▶ **REQUIRED TASK**: Output every line below exactly.

▶ **GIVEN RECORDS**:
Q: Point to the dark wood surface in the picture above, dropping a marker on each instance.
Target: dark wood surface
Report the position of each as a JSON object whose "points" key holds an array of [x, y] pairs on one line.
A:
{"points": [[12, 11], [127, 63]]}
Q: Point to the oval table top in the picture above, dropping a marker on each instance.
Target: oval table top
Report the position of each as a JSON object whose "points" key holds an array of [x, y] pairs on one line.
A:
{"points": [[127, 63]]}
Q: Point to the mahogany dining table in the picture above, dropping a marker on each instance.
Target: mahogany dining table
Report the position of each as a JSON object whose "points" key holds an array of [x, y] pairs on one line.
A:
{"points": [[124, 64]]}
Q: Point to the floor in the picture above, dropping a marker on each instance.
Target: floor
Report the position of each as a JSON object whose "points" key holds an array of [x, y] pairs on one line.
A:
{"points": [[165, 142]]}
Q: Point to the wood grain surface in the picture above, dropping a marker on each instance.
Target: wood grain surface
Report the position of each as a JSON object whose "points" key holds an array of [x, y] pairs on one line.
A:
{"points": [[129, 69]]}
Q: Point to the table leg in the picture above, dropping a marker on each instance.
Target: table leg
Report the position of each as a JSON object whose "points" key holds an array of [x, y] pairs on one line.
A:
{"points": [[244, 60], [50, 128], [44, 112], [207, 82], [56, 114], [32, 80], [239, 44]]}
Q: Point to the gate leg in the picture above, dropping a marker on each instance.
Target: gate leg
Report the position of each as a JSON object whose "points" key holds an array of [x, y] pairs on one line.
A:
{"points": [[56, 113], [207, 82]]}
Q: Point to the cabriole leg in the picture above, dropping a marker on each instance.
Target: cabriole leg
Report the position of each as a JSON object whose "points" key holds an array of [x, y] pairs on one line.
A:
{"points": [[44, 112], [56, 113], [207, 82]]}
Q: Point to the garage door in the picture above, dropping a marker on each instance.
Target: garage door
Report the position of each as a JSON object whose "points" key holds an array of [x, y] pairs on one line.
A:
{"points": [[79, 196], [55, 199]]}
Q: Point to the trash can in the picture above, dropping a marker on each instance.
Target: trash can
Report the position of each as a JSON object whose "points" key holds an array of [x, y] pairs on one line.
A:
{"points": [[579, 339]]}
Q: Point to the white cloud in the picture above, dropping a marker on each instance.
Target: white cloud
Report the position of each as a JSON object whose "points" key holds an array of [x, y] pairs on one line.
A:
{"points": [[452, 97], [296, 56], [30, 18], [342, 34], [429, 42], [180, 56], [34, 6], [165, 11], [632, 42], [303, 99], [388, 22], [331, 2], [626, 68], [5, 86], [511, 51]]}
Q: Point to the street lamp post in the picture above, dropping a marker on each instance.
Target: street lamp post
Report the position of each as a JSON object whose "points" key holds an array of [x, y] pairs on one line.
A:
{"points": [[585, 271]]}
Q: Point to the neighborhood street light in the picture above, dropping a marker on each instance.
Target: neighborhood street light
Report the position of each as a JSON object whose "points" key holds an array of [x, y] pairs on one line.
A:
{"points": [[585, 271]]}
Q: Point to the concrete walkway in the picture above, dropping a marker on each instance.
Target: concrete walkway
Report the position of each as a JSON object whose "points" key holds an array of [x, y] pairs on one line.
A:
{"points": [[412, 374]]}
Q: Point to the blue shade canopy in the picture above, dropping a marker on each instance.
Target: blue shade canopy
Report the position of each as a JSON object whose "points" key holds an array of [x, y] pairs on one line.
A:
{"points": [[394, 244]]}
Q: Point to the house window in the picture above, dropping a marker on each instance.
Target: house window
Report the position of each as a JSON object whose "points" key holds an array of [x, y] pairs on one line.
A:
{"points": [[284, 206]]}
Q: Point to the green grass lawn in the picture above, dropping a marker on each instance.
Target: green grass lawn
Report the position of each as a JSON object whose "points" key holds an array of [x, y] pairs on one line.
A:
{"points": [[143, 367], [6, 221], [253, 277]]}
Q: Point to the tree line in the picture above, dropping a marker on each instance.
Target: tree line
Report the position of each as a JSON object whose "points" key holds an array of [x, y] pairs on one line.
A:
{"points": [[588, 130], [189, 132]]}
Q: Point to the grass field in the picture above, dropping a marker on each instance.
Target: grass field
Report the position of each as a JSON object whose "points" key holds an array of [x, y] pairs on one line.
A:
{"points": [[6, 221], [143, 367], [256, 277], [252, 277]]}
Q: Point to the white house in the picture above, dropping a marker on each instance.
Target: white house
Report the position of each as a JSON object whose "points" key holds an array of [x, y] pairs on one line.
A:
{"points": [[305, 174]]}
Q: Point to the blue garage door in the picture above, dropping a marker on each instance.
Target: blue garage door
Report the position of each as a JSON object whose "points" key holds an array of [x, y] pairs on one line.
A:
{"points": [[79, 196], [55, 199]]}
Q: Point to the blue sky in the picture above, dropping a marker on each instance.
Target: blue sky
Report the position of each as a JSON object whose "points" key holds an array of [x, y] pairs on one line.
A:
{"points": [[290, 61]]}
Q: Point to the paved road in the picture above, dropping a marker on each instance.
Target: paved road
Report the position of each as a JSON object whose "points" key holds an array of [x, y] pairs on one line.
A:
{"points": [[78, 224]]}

▶ **RESPONSE TO THIS EXERCISE**:
Q: Point to the dark wood surface in the picture above, dropping a marker on each instance.
Target: dark wood surface
Report the position of each as a JSON object whose "points" key holds an array of [x, y] pairs on one line.
A:
{"points": [[12, 11], [127, 63]]}
Q: Point to the oval table top in the picture above, dropping a marker on each instance.
Target: oval table top
Report the position of each as a JSON object whose "points" key holds an array of [x, y] pairs on one line.
A:
{"points": [[127, 63]]}
Q: Point to the mahogany dining table in the picture above, dropping a marker on each instance.
Target: mahogany dining table
Report the position of each as a JSON object whose "points" key holds an array of [x, y] pairs on one line.
A:
{"points": [[124, 64]]}
Q: Point to the floor in the picture above, dropping a marker on each instance.
Target: floor
Report the position of each as a JSON object whose "points" key holds an array of [x, y] pairs on one line.
A:
{"points": [[165, 142]]}
Q: Point to the wood grain surface in the picture above, dropping a marker on each instance.
Target: wood grain surface
Report the position of each as a JSON object whose "points" key holds an array of [x, y] pairs on one line.
A:
{"points": [[129, 69]]}
Q: Point to the table leg in the picture above, dropping a marker on each instance.
Target: table leg
Report the position of each as a JSON object whose "points" key holds an array of [x, y] pairs on one line.
A:
{"points": [[244, 60], [50, 128], [44, 112], [207, 82], [56, 114], [32, 80], [239, 44]]}
Q: Point to the gate leg in the picture above, dropping a marker on each instance.
Target: gate leg
Report the position of each as a JSON object whose "points" key holds an array of [x, y] pairs on one line.
A:
{"points": [[56, 113], [207, 82]]}
Q: Point to the cabriole leg in the picture above, dropping a marker on each instance.
Target: cabriole leg
Report the position of each as a JSON object whose "points" key holds an array of [x, y] pairs on one line.
A:
{"points": [[44, 112], [56, 113], [207, 82]]}
Q: Point to the garage door in the picture above, dropping a marker on each instance.
Target: garage door
Report the position of each as a JSON object whose "points" key holds an array of [x, y] pairs on one line.
A:
{"points": [[79, 196], [55, 199]]}
Q: Point to the trash can in the picture above, dropping a marker on each instance.
Target: trash can
Report the position of each as a JSON object whose "points" key holds an array of [x, y] pairs on one line.
A:
{"points": [[579, 339]]}
Q: Point to the white cloud in the picture above, dropping a marker on each instance.
Target: white cloud
Report the position of each as a JSON object whose "points" key holds an array of [x, y] pairs on one line.
A:
{"points": [[452, 97], [296, 56], [30, 18], [342, 34], [429, 42], [180, 56], [34, 6], [165, 11], [632, 42], [303, 99], [388, 22], [331, 2], [626, 68], [5, 86], [511, 51]]}
Q: Point to the street lamp post in the picture above, dropping a marker on each instance.
Target: street lamp post
Report the position of each as a JSON object whose "points" key holds an array of [x, y] pairs on one line.
A:
{"points": [[585, 271]]}
Q: Point to the neighborhood street light in the picture above, dropping a marker on each instance.
Target: neighborhood street light
Report the position of each as a JSON object whose "points" key holds an array of [x, y] pairs on one line.
A:
{"points": [[585, 271]]}
Q: Point to the concrete walkway in the picture above, dropping a marker on each instance.
Target: concrete walkway
Report the position of each as a JSON object whose "points" key holds an array of [x, y] pairs on one line.
A:
{"points": [[412, 374]]}
Q: Point to the blue shade canopy in the picture above, dropping a marker on each instance.
Target: blue shade canopy
Report the position of each as a JSON object whose "points" key holds an array of [x, y] pairs on one line.
A:
{"points": [[394, 244]]}
Q: Point to the house window in the picture above, dropping a marker on each instance.
Target: house window
Report the position of each as a JSON object whose "points" key holds an array of [x, y] pairs on one line.
A:
{"points": [[284, 206]]}
Q: Point to the green grass lawn in the picture above, dropping a marker on each instance.
Target: green grass lawn
Report the position of each as a JSON object whose "points" key holds an array of [x, y] pairs on one line.
A:
{"points": [[143, 367], [6, 221], [253, 277]]}
Q: Point to the tree line in the picture above, dropping a marker on each instance.
Target: tree line
Report the position of each as a JSON object whose "points" key holds an array of [x, y] pairs on one line.
A:
{"points": [[588, 130], [189, 132]]}
Q: Point to the grass field in the picture above, dropping a marker on each instance.
Target: grass field
Report the position of each as a JSON object whose "points" key holds an array of [x, y] pairs on one line.
A:
{"points": [[6, 221], [143, 367], [256, 277], [252, 277]]}
Q: Point to the white house in the picture above, dropping a marker on each instance.
Target: white house
Report the position of each as a JSON object whose "points" key holds an array of [x, y] pairs on one line.
A:
{"points": [[305, 174]]}
Q: Point to the blue garage door in the picture above, dropping a marker on each instance.
Target: blue garage door
Report the position of each as a JSON object whose "points" key holds an array of [x, y] pairs on one line.
A:
{"points": [[79, 196], [55, 199]]}
Q: Point to the blue sky in the picture above, dropping a marker on each instance.
Target: blue sky
Report the position of each as a JSON object whose "points" key holds an array of [x, y] pairs on one line.
A:
{"points": [[290, 61]]}
Q: Point to the paved road in the picture above, dropping a marker on each instance.
Target: paved road
Report the position of each as a JSON object whose "points" key holds an array of [x, y] pairs on one line.
A:
{"points": [[78, 224]]}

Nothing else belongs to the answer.